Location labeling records
++++++++++++++++++++
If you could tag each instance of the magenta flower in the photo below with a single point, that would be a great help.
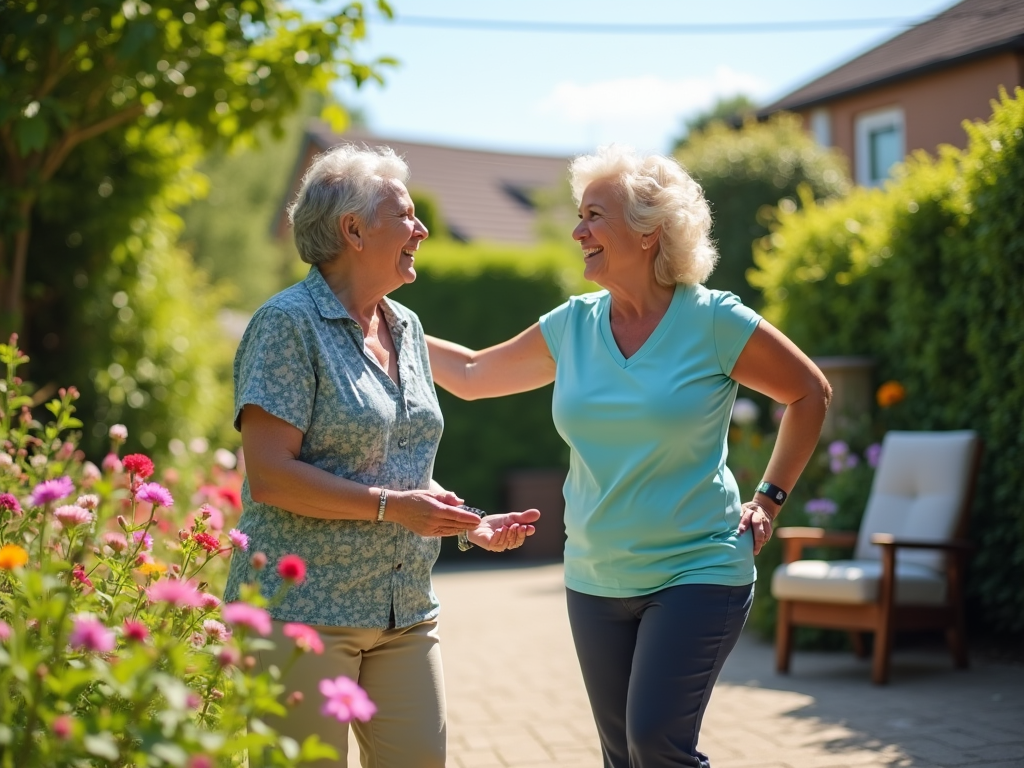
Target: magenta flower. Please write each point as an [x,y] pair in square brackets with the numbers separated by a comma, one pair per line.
[345,700]
[135,631]
[91,634]
[72,515]
[306,638]
[247,615]
[177,593]
[156,495]
[872,455]
[239,540]
[51,491]
[9,503]
[216,630]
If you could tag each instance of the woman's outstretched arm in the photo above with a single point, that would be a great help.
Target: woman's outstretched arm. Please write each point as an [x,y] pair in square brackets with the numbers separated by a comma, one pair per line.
[518,365]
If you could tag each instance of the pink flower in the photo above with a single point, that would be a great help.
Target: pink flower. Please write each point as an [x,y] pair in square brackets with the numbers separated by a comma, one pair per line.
[177,593]
[345,700]
[292,568]
[306,638]
[112,464]
[156,494]
[239,540]
[247,615]
[9,503]
[51,491]
[216,630]
[90,634]
[71,515]
[61,726]
[135,631]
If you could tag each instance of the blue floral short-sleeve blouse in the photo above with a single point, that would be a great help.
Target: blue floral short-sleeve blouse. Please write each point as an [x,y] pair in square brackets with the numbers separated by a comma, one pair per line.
[302,359]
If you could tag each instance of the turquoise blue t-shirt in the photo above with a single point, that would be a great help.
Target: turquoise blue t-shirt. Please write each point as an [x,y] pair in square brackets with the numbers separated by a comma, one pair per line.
[649,502]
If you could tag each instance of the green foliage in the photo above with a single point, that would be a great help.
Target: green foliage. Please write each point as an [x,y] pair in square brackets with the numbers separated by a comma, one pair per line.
[744,173]
[927,278]
[98,669]
[479,295]
[731,111]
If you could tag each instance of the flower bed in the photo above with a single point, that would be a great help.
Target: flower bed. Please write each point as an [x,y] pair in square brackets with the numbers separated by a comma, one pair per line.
[115,647]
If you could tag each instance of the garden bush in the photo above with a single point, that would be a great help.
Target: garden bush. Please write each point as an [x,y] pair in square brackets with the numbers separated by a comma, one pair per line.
[927,276]
[115,649]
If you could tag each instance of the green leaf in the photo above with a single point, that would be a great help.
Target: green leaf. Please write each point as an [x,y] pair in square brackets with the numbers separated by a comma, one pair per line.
[31,134]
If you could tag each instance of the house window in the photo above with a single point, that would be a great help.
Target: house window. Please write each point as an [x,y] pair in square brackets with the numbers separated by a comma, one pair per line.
[880,144]
[821,127]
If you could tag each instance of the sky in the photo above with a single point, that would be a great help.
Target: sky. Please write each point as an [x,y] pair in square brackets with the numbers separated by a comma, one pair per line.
[568,91]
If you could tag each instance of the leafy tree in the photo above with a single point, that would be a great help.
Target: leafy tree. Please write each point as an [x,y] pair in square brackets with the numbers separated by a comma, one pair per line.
[745,173]
[72,71]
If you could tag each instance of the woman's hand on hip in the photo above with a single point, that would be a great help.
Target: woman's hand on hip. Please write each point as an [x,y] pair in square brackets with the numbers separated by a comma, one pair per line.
[759,521]
[499,532]
[429,512]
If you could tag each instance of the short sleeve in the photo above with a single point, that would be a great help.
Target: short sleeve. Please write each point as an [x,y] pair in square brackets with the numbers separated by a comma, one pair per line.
[273,369]
[734,323]
[553,327]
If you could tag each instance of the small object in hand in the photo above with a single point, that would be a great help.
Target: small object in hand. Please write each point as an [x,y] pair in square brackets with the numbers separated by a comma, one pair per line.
[464,543]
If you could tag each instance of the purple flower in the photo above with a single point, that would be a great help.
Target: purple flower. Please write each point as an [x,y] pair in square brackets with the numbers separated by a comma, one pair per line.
[345,700]
[156,494]
[91,634]
[247,615]
[51,491]
[872,455]
[820,507]
[177,593]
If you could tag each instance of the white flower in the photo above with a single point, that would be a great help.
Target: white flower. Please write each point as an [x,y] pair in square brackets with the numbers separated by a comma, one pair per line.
[744,412]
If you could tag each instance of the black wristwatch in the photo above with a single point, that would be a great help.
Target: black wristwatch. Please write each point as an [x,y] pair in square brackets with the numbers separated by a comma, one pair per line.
[772,492]
[464,543]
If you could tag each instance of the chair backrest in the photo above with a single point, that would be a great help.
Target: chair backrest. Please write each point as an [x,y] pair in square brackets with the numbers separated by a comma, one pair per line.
[920,492]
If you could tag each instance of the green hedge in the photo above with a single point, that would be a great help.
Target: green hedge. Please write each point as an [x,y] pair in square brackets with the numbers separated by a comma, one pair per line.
[927,276]
[479,295]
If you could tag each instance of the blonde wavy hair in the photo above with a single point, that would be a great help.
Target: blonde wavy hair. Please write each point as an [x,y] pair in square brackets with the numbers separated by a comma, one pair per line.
[655,193]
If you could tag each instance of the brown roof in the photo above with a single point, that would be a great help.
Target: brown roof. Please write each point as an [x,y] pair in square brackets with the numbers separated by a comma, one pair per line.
[969,30]
[482,195]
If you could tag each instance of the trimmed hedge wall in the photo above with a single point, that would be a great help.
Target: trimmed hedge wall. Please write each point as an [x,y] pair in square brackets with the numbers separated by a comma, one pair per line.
[927,276]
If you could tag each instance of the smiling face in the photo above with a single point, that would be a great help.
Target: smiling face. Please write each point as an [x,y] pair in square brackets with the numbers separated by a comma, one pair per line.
[611,248]
[392,242]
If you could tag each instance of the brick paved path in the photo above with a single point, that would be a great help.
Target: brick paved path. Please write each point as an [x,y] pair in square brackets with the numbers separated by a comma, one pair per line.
[516,698]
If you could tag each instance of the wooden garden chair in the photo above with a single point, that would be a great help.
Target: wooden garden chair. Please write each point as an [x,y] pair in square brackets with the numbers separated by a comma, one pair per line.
[909,554]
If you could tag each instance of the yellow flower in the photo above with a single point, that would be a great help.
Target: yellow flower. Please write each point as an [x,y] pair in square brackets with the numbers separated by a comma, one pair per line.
[12,556]
[890,393]
[148,568]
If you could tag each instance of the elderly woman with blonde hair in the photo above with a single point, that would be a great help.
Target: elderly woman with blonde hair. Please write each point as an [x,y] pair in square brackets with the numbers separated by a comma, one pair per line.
[340,425]
[659,550]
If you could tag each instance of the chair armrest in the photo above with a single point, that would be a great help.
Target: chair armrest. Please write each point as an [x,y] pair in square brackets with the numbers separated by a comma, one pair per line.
[796,538]
[888,540]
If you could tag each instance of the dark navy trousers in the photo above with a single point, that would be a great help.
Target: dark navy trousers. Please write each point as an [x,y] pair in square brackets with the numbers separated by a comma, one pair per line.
[649,664]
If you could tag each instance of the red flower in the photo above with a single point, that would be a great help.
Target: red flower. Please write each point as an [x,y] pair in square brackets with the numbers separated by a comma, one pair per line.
[139,465]
[207,542]
[292,568]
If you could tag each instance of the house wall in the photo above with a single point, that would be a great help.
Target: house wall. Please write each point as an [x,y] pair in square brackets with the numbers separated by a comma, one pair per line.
[934,104]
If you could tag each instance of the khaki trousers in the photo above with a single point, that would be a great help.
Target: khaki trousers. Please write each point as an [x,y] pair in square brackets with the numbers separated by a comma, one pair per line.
[399,669]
++++++++++++++++++++
> Work to complete
Please reproduce every one of the records above word for word, omitting the pictures from your answer.

> Task solution
If you could tag each instance of the magenta flower in the photo below with a single point, that would be a great help.
Target: magenta flower. Please write each point as an [x,y] pair in square brackets with the numbers separated by a comma, one pair per line.
[345,700]
[135,631]
[91,634]
[72,515]
[306,638]
[247,615]
[177,593]
[156,495]
[872,455]
[239,540]
[51,491]
[9,503]
[216,630]
If you could tag each instance of the woman's outstretched arm in the photo above with a single point, that would be a great help.
Target: woman's outstretched arm. Please write each point as an [x,y] pair in square brackets with the numbers separated by a comma, one pair per line.
[518,365]
If you could tag each instance of the pink flower in the photo above with a single point, that would be a great help.
Target: pink flower. Please write each point as an [x,y] pair in square brackets with the numbers separated by a comma, one pair per line.
[177,593]
[345,700]
[292,568]
[306,638]
[112,464]
[156,494]
[239,540]
[247,615]
[9,503]
[51,491]
[216,630]
[90,634]
[71,515]
[61,726]
[135,631]
If you could tag each instance of the blue floral short-sleeve blouse in the photo above with a single point, that would be a great help.
Target: blue floral short-sleeve blouse. Please write each point as an [x,y] pair in square brackets with the numbers separated by a comma, one pair per line.
[302,359]
If you could tag each instance of the turquoise blue t-shirt in the photo above with a single point, that would be a great help.
Target: turquoise blue t-shirt. Please write each point as an [x,y] pair in square brackets with the numbers separated by a comma, one pair per line.
[649,502]
If you could tag each instance of the green foliage in the photo above with a single point, that would be a great help.
Target: green foliage. Please write each point as an [x,y] pair in square brackets with the numbers separated by a comma, one pair per line.
[744,173]
[927,278]
[98,669]
[479,295]
[731,111]
If you could tag each instance of the flower bed in the photo above with a single point, that would be a great help.
Target: flower bed. Please write each point as an [x,y] pair in square brackets with the numbers separated by a comma, one pair per line.
[115,647]
If you could tag each instance of the garden bush in the photo above with a single point, that would be a great help.
Target: garden bush. Please write each point as an [x,y] pair in square brackets with the numbers separated by a comma, one pair per line.
[927,276]
[115,649]
If you could tag each instance of the green leaf in the photo above with a single point, that would be a great help.
Target: green leaf. Please write each point as an [x,y] pair in square brackets with the numbers separated by a comma, one pair per line.
[31,134]
If you could tag each instance of the house window in the photo above with a single point, that would be a great help.
Target: house window. Please write each point as an [x,y] pair in square brackets with the numbers separated by a comma, one pair per line.
[880,144]
[821,127]
If you could tag each instance of the sky in the photo above with a single point, that would be a great help.
Target: sky. Please write each point as an [x,y] pair in square brackets with the numbers separated by a comma, one pair per line.
[568,91]
If you could tag each instance of the leafy tree in the photo above with a single point, that would be a great help.
Target: leafy tree. Please write each point as an [x,y] pair in square brackets with the numbers separated by a comma, one pair per line.
[745,173]
[72,71]
If you could tag each instance of the woman's hand on hip in the photo above with a single point, that would be a great help.
Target: woman's hand on hip. Please write each point as an [x,y] pair in square brackets with the numbers separated by a comma, one pair per line.
[759,521]
[499,532]
[429,512]
If you could tag each instance of the short sleeve in the photo above with a single point, that would be a great help.
Target: short sleeve. Please write each point as an [x,y] pair in square brackets with the numbers separated by a comma, one pair per line.
[273,369]
[734,323]
[553,327]
If you could tag each instance of the small object in hand in the photo above with a single point, that would be a great help.
Target: small object in hand. Please write each point as an [x,y] pair in square brackets with the numbers separated by a comma, one pair per line.
[464,543]
If you could tag each instance of the purple flower in the photo above with a single point, that would be a great help.
Target: purple flower. Please write each point as an [x,y] pair in square brackets with the numbers separated by a comma, one pair per line.
[345,700]
[156,494]
[91,634]
[247,615]
[51,491]
[872,455]
[820,507]
[177,593]
If you could tag each instance of the white flower in the photo above with a single point, that would be a great help.
Target: white flower. Please write each point as an [x,y] pair in square brackets with the numbers separated by a comma, one pair per line.
[744,412]
If you could tag each instance of the black wristwatch in the photo above with a single point, that would be a great help.
Target: black wristwatch. Please write each point as an [x,y] pair in square brackets with the numbers separated by a comma, one pair per line.
[772,492]
[464,543]
If you could tag each instance of the chair backrest in the photo above with a single point, that would be a great help.
Target: chair backrest. Please write each point as an [x,y] pair in square brackets with the numbers separated by a comma, one pair per line.
[920,492]
If you could tag each instance of the green hedge in the photo above with a single point, that would be a great help.
Target: green hedge. Please write each point as an [x,y] pair in square brackets with the numbers separated by a comma, one pair per line.
[927,276]
[479,295]
If you could tag each instance of the blonde wavy hair in the photo above with a single point, that would be a great help.
Target: blonde wavy hair. Please write each point as an [x,y] pair in square brackets with the numbers separated by a comma, one pair per line.
[655,193]
If you could tag each instance of the brown roof in the photo above with a single point, that would be a great help.
Target: brown roof. Please write each point as an [x,y] pair in square brackets with the numbers separated by a comma, one pair per line.
[969,30]
[482,195]
If you could tag each instance of the trimmed hedge wall in the photo above with a single point, that would be a great help.
Target: trimmed hedge wall. Please write each point as an [x,y] pair in square brackets with the numbers separated by a comma, one pair per line.
[927,276]
If you could tag each instance of the smiling face in the photo above with a single point, that would be a great help.
Target: smiling face. Please write each point as an [x,y] pair in square brackets with the numbers separated by a comma, one pair per line.
[611,248]
[392,242]
If you could tag each instance of the brick paved path in the photo above with a single point, that would be a great help.
Target: brick paved path. Please write each point as an [x,y] pair in square brackets with the numbers separated by a comma, one pair per line.
[516,698]
If you could tag each instance of the wooden garden chair in the photo above with a single point, that would be a great help.
Target: wooden garden chair. Please write each point as an [x,y] pair in square brackets with the numbers separated by a comma, one pair per line.
[909,554]
If you could tag each instance of the yellow flower in the photo above with a single point, that would be a great help.
Target: yellow flower. Please write each point as an [x,y] pair in square brackets with the numbers separated by a comma, one pair per line.
[12,556]
[890,393]
[148,568]
If you could tag each instance of the elderly woman with blonde hair in the photo above with a single point, that would be a great help.
Target: elderly woman with blonde hair. Please write each point as an [x,y] pair in square brackets with the numbers separated by a comma, one pair per line.
[340,425]
[659,550]
If you could tag each instance of the chair armrest in the photo above with a single point, that would be a great help.
Target: chair armrest. Please write each point as an [x,y] pair in square brackets with the numbers separated by a comma, one pair per line.
[796,538]
[888,540]
If you could tag each instance of the dark navy trousers in the photo above with a single point, that would be a great help.
Target: dark navy trousers. Please write each point as an [x,y] pair in square brackets with the numbers separated by a comma, one pair per line.
[649,664]
If you could tag each instance of the red flower in the photo above with a single point, that would be a great help.
Target: red flower. Please write each point as an [x,y] pair in square brackets with the numbers separated by a comma, one pair per line.
[139,465]
[207,542]
[292,568]
If you could tag each instance of the house wall in the photo above with a single point, that would be a great help.
Target: house wall. Please write each point as an [x,y] pair in square brackets with the numbers separated by a comma, one pair per line.
[934,104]
If you could tag each instance of the khaki trousers in the photo above with a single point, that would be a great help.
Target: khaki trousers. Please write each point as an [x,y] pair in square brackets with the numbers separated by a comma, one pair per line.
[399,669]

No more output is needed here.